> [Fragen]
1 - Stimmen die folgenden Aussagen mit dem Text über die Corona-Maßnahmen überein? Antworten Sie jeweils mit Ja oder Nein und zitieren Sie die entscheidenden Worte des Textes wörtlich.
(a) Schallenberg bezeichnet die Quarantäne nach der Rückkehr als bloße Empfehlung.
(b) Laut Anschober sind derzeit lediglich zwei Bundesländer betroffen.
(c) Die Bestellungen für den Grippewinter wurden im September 2019 aufgegeben.
2 - Geben Sie aus dem Text über die Corona-Maßnahmen den Abschnitt wortgetreu wieder, der bei den Worten „Videokonferenz mit den“ beginnt und nach den Worten „sofort in Kraft.“ endet.
3 - Schreiben Sie den Text über die Corona-Maßnahmen im Anschluss an seinen letzten Satz weiter.

> [Untersuchter Text]
▼▼▼
Videokonferenz mit den Landeshauptleuten

Morgen soll es dazu eine Videokonferenz mit allen Landeshauptleuten geben. Hier sei bereits ein entsprechender Leitfaden entwickelt worden. Ziel soll sein, dass zwar regional reagiert werden kann und soll, es aber einen Leitfaden geben muss, zu welchen Maßnahmen hier gegriffen werden kann. So könne man "einen Fleckerlteppich" verhindern.

Schallenberg: "Nehmen Sie die Regelungen ernst"

Auch Außenminister Alexander Schallenberg betonte die Wichtigkeit der nun gesetzten Maßnahmen. Wer dennoch in diese Länder reist, müsse sich bei seiner Rückkehr in eine 14-tägige Quarantäne begeben. "Das ist keine Empfehlung", sagt Schallenberg, sondern eine gesetzliche Anordnung. "Nehmen Sie die Regelungen ernst." Die neuen Reisewarnungen seien ab sofort in Kraft.

Man dürfe sich angesichts der aktuellen Infektionszahlen nicht in falscher Sicherheit wiegen. "Das Virus ist nicht weg und wird auch nicht auf Urlaub gehen." Die Reisewarnungen habe Schallenberg mit seinen Kollegen in den betroffenen Ländern besprochen, diese haben "großes Verständnis gezeigt".

Maske auch ohne Pflicht

Auch Gesundheitsminister Rudolf Anschober (Grüne) mahnte weiterhin zur Vorsicht. Zum Thema Maskenpflicht erklärte er, dass man auch ohne Pflicht zur Maske greifen sollte, "wo sich das mit dem Abstand nicht ausgeht". Aktuell arbeite man an einer Stabilisierung der Lage, derzeit gehe der Trend "erfreulicherweise" noch nicht in Richtung höhere Ansteckungszahlen im ganzen Land. 1.086 aktiv Erkrankte befinden sich aktuell im Land, lediglich zwei Bundesländer seien hier betroffen (Oberösterreich und Wien).

Zudem will die Regierung nun besonders auf Grippeimpfungen setzen, damit Grippe- und Corona-Wellen nicht zusammenfallen im Herbst. "Deshalb verstärken wir das Influenza-Hilfsprogramm", erklärte Anschober. Die Bestellungen für diesen Grippewinter wurden bereits im September 2019 aufgegeben, weil die Produktion so viel Vorlaufzeit brauche. "Ich mache meinen Vorgängern hier keinen Vorwurf, aber wir müssen nachbestellen."
▲▲▲
> [Datensatzauszug]
▼▼▼
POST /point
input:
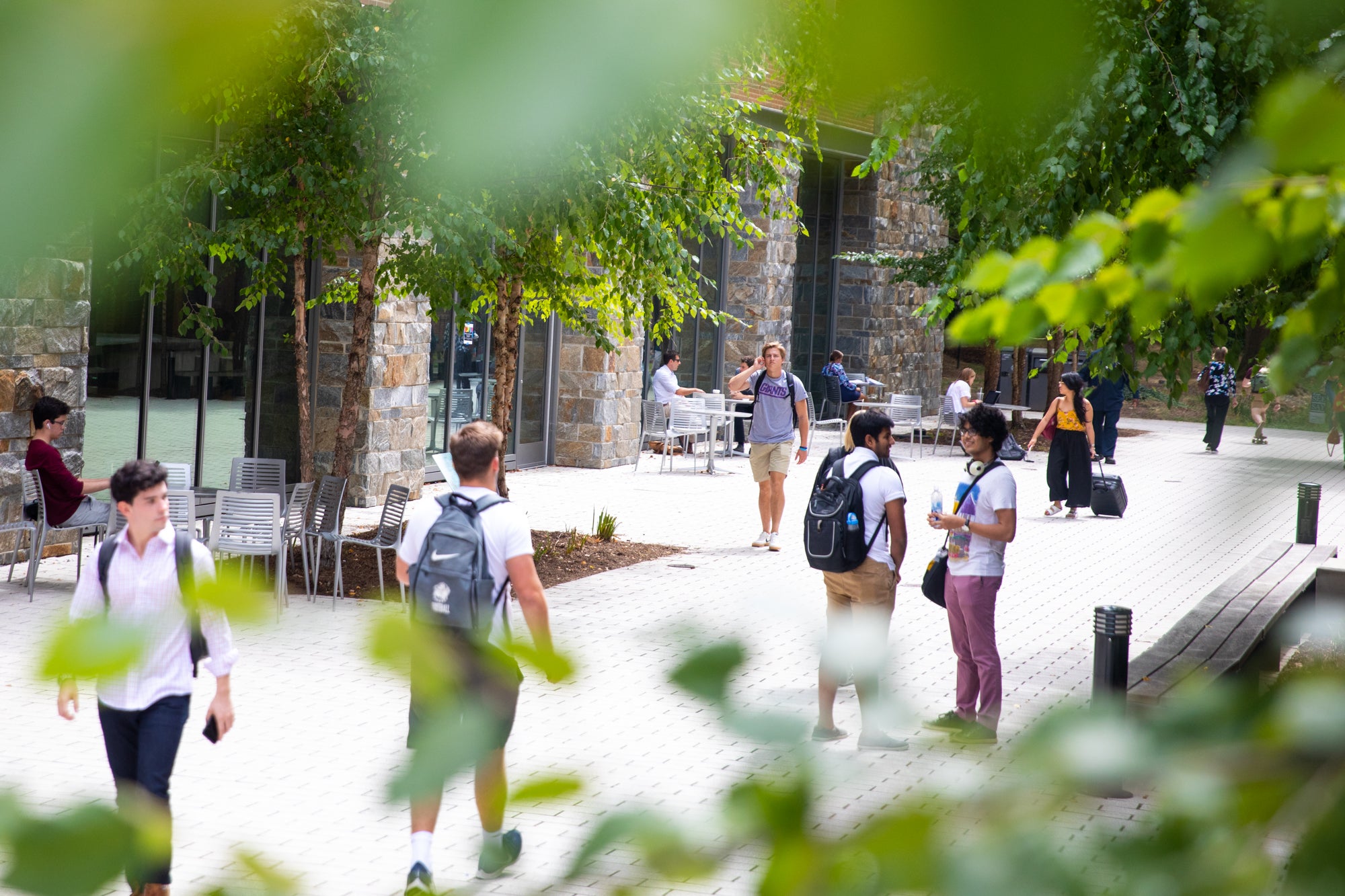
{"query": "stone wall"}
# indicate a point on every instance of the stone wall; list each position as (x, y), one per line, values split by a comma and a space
▲▲▲
▼▼▼
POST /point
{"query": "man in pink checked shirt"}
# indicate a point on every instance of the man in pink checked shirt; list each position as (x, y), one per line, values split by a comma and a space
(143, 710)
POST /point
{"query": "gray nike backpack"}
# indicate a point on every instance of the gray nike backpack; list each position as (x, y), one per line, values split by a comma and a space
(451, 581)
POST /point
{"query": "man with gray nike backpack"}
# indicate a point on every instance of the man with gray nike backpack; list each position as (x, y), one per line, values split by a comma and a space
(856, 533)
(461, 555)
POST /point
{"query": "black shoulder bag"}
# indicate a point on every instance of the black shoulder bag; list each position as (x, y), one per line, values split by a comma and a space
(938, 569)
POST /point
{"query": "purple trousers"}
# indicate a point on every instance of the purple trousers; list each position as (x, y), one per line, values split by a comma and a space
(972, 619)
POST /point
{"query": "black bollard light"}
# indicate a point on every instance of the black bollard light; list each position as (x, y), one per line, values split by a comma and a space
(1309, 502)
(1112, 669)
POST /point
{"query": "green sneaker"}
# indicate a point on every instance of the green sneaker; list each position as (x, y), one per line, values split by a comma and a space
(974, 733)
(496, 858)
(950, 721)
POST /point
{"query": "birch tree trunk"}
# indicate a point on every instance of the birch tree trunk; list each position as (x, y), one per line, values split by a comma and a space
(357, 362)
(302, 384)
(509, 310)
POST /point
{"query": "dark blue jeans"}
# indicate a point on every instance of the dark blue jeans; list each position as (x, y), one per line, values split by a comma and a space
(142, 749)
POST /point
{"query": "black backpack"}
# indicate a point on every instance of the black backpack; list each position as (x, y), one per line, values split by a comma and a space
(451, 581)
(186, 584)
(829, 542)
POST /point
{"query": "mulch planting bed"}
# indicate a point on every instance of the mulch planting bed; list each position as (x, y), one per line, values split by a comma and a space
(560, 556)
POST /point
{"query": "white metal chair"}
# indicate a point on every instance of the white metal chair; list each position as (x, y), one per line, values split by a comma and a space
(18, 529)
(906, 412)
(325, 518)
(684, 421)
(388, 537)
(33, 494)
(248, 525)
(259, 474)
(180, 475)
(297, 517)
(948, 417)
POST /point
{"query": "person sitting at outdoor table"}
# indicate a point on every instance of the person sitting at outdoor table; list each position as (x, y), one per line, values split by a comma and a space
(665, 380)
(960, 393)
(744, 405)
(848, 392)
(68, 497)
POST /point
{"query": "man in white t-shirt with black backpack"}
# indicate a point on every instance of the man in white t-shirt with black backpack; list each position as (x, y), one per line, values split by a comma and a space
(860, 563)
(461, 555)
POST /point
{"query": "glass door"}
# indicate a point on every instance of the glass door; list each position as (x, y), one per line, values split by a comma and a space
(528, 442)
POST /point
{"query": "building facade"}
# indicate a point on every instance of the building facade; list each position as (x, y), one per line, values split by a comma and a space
▲▲▲
> [Antworten nach Nummer]
1 -
(a) Nein: „Das ist keine Empfehlung“
(b) Ja: „lediglich zwei Bundesländer seien hier betroffen (Oberösterreich und Wien)“
(c) Ja: „Die Bestellungen für diesen Grippewinter wurden bereits im September 2019 aufgegeben“

2 -
Videokonferenz mit den Landeshauptleuten

Morgen soll es dazu eine Videokonferenz mit allen Landeshauptleuten geben. Hier sei bereits ein entsprechender Leitfaden entwickelt worden. Ziel soll sein, dass zwar regional reagiert werden kann und soll, es aber einen Leitfaden geben muss, zu welchen Maßnahmen hier gegriffen werden kann. So könne man "einen Fleckerlteppich" verhindern.

Schallenberg: "Nehmen Sie die Regelungen ernst"

Auch Außenminister Alexander Schallenberg betonte die Wichtigkeit der nun gesetzten Maßnahmen. Wer dennoch in diese Länder reist, müsse sich bei seiner Rückkehr in eine 14-tägige Quarantäne begeben. "Das ist keine Empfehlung", sagt Schallenberg, sondern eine gesetzliche Anordnung. "Nehmen Sie die Regelungen ernst." Die neuen Reisewarnungen seien ab sofort in Kraft.

3 -
Gratis Grippeimpfungen für Kinder

Impfungen für Kleinkinder sollen hier besonders leicht und kostenlosen sein und in Form von Sprays statt mittels Nadelstich erfolgen. Diese seien besonders verträglich. Die Impfung selbst werde vorgezogen und schon Mitte November gestartet werden, so Anschober. Die Impfquote liege aktuell bei 8 bis 9 Prozent, er hoffe auf eine Steigerung auf 17 oder 18 Prozent.

Für Risikopatienten sei noch keine kostenlose Impfung vorgesehen. Diese sei jedoch nicht so teuer, daran scheitere es nicht, sagte Anschober. Er erhoffe sich durch den elektronischen Impfpass mehr Zulauf zur Impfung durch automatische Erinnerungen. Angesprochen auf eine Impflicht für Mitarbeiter im Gesundheitsbereich zeigte sich Anschober skeptisch. Er setze auf Freiwilligkeit.

Nachfragen gab es auch für die neue Zuständigkeit der Polizei bei der Erhebung von Krankheitssymptomen. Hier soll es lediglich um entsprechende Fragen gehen, die neuen Befugnissen sollen eingeschränkt bleiben, so Anschober. Das bestätigte auch Kurz, Ermittler mit Befragungserfahrung seien also geeignet, um Krankheitssymptome zu erfassen.

Letzte Sitzung vor der Sommerpause

Das Parlament verabschiedet sich übrigens am Freitag in eine mehrwöchige Sommerpause. Spezielle institutionelle Vorkehrungen sind auf politischer Ebene keine getroffen worden.

In jedem Fall stehen die Sommermonate politisch ganz im Bann von Corona. Da bekanntlich das Virus alle Prognosen in den Wind schlägt, empfehlen sich auch aus diesem Grund keine großen Reisen ins Ausland. Kanzler, Vizekanzler, Gesundheits- und Innenminister urlauben ohnehin in Österreich. Im Gesundheitsministerium ist der rund 20-köpfige Krisenstab auch im Juli und August rund um die Uhr besetzt, detto in den neun Bundesländern sowie im Innenministerium. Anschobers Corona-Taskforce bestehend aus honorigen Virologen und Epidemiologen kann jederzeit virtuell zusammentreten.

Generell stellt sich die Regierung auf eine sommerliches Corona-Jojo ein: dass an einem Ort, in einer Stadt, einem Bezirk, einem Bundesland plötzlich die Zahlen explodieren wie derzeit in Oberösterreich, Maßnahmen ergriffen werden, die, so die Hoffnung, schnell wirken - und ein paar Tage später an einem anderen Ort, in einem anderen Bundesland der nächste Cluster aufpoppt.